### What you will do
Looking at the entries underneath, work out how many lines contain "ceramic". Write only that number.

### Records provided
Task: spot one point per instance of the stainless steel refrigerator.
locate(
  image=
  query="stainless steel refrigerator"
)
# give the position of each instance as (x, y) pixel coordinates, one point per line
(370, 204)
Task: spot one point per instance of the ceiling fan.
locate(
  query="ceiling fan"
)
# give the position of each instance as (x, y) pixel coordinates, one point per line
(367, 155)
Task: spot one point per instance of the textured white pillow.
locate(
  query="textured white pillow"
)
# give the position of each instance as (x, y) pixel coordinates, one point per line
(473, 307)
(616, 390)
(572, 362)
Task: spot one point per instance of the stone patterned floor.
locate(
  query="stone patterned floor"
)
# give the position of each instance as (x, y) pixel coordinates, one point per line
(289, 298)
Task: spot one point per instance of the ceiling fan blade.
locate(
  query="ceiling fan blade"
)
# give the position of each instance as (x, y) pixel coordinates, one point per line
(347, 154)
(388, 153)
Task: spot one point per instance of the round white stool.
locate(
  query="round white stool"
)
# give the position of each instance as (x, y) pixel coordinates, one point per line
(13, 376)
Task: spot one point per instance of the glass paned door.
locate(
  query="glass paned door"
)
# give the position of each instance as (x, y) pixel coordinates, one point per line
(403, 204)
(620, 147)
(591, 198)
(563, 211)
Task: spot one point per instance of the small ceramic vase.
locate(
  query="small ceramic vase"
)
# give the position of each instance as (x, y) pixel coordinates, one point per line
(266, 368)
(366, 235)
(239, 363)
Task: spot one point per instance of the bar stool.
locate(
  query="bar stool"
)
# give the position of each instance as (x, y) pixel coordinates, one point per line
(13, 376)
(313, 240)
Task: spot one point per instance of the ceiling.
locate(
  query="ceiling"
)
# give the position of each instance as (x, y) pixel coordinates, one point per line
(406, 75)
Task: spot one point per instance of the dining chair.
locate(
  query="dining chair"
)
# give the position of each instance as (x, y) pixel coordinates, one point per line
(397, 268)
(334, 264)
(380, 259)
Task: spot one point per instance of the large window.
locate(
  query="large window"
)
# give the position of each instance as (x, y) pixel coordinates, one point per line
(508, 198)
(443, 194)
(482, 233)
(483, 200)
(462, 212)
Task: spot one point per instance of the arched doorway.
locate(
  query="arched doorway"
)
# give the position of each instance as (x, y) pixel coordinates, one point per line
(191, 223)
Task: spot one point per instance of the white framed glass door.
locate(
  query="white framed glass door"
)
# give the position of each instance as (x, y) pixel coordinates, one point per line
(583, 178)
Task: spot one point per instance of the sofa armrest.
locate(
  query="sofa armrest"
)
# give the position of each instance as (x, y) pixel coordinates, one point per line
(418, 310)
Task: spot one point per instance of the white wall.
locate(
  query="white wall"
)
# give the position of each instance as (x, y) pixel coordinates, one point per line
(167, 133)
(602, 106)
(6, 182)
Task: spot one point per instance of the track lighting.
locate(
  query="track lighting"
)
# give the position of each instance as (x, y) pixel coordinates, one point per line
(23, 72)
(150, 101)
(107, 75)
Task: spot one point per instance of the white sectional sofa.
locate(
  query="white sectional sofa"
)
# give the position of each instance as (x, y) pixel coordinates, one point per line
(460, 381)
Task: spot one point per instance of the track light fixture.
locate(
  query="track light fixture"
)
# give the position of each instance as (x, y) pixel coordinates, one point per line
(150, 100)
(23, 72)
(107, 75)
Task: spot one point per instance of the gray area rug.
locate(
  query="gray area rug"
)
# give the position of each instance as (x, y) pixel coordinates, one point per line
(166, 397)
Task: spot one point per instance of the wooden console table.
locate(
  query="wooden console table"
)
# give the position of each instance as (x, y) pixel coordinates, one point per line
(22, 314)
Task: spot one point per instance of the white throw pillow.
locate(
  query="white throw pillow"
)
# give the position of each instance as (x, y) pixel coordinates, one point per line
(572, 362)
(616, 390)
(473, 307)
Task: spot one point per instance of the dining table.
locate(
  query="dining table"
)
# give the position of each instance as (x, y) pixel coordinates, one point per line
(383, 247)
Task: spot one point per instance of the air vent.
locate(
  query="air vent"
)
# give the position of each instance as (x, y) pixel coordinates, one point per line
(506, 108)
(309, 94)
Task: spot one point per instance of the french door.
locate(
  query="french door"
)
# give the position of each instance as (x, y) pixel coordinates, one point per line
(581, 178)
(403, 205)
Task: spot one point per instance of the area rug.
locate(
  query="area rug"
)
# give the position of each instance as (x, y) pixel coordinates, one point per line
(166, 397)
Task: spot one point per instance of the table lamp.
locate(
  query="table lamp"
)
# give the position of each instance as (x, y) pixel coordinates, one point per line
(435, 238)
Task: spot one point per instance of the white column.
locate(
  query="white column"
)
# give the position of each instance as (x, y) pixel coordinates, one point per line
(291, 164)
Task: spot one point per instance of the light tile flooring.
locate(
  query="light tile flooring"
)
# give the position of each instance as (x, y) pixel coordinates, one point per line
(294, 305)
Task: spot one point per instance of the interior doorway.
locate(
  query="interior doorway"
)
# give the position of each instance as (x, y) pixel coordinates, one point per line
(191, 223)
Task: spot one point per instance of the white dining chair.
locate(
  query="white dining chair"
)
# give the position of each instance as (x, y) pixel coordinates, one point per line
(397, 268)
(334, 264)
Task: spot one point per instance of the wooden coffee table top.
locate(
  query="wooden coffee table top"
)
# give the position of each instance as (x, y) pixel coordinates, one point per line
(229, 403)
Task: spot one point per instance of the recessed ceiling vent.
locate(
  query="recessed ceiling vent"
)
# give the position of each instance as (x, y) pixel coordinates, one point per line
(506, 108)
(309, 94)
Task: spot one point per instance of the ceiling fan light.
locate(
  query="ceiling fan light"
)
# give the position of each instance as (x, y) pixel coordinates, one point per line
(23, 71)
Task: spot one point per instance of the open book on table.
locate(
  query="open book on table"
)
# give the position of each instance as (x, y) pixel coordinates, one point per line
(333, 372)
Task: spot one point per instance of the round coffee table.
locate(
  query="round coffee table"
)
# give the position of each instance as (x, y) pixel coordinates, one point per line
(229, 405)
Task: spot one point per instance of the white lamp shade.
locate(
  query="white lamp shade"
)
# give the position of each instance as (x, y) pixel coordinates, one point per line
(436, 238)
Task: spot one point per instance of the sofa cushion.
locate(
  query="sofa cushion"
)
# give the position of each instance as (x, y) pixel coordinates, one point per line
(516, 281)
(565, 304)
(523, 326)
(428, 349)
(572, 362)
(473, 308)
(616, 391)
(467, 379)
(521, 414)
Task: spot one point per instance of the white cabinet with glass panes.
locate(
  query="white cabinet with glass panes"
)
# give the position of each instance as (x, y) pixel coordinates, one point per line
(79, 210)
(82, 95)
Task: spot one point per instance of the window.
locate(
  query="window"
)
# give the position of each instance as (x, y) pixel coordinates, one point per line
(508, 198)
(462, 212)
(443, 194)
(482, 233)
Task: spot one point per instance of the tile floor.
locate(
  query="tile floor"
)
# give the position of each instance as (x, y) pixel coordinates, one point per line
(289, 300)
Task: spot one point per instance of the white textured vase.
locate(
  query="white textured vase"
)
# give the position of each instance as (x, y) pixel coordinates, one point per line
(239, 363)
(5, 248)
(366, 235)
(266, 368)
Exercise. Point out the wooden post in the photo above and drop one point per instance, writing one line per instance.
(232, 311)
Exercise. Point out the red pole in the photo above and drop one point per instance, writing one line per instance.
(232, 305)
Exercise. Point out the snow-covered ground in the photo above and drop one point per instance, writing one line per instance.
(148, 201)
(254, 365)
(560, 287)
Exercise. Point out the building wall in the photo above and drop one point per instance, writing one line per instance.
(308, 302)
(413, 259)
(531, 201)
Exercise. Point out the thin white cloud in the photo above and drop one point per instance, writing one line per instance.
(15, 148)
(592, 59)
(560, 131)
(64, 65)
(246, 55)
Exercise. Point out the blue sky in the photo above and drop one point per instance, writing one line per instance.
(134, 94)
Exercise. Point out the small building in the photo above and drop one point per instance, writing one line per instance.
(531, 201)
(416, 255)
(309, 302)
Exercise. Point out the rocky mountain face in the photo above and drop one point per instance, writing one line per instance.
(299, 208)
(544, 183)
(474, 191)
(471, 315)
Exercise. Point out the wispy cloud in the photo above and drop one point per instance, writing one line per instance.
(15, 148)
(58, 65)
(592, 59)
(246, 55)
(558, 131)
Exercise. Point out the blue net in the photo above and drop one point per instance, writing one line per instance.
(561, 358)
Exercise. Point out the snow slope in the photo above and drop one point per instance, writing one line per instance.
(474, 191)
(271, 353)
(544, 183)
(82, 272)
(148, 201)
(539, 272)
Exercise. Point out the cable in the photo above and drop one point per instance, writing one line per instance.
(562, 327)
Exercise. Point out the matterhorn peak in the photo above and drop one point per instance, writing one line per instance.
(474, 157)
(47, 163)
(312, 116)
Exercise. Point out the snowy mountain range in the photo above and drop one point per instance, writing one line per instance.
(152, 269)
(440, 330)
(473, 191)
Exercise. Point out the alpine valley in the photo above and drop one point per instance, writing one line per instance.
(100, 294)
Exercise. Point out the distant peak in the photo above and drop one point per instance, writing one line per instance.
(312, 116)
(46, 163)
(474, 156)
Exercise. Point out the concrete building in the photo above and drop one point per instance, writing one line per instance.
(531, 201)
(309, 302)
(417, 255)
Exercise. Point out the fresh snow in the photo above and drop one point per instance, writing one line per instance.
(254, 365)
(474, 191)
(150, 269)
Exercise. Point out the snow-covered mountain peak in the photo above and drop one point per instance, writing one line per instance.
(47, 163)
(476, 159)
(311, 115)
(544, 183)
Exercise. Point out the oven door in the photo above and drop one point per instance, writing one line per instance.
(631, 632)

### Task answer
2